* [What is needed]:
A word-for-word copy of the entries is the goal; leave out the pictures.
[[ Material to process open ]]
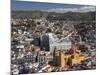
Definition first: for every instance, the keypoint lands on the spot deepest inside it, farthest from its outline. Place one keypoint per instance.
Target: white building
(63, 43)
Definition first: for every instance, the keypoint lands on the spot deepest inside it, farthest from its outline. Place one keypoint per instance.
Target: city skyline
(50, 7)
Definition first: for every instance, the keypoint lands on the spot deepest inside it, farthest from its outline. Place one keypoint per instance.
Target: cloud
(81, 9)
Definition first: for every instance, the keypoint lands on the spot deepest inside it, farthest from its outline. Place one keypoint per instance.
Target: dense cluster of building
(38, 45)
[[ Material to process closed ]]
* [Worked solution]:
Definition first: for every instance, the keypoint lands on the spot deepest inside it, farthest from its outline. Place one keypoint per instance.
Target: white building
(63, 43)
Definition first: for every instance, the keypoint lands on the spot deepest inside it, farthest from its outline. Place one keypoint per instance.
Target: city skyline
(50, 7)
Definition first: for every instance, the keypoint lands on the spot deepest inside it, farthest from its outline. Place one keypoint per instance.
Target: cloud
(81, 9)
Definition first: for every instance, the keypoint lands on the spot deepest inside it, farthest from its outline. Place one keypoint per instance.
Target: dense cluster of building
(38, 45)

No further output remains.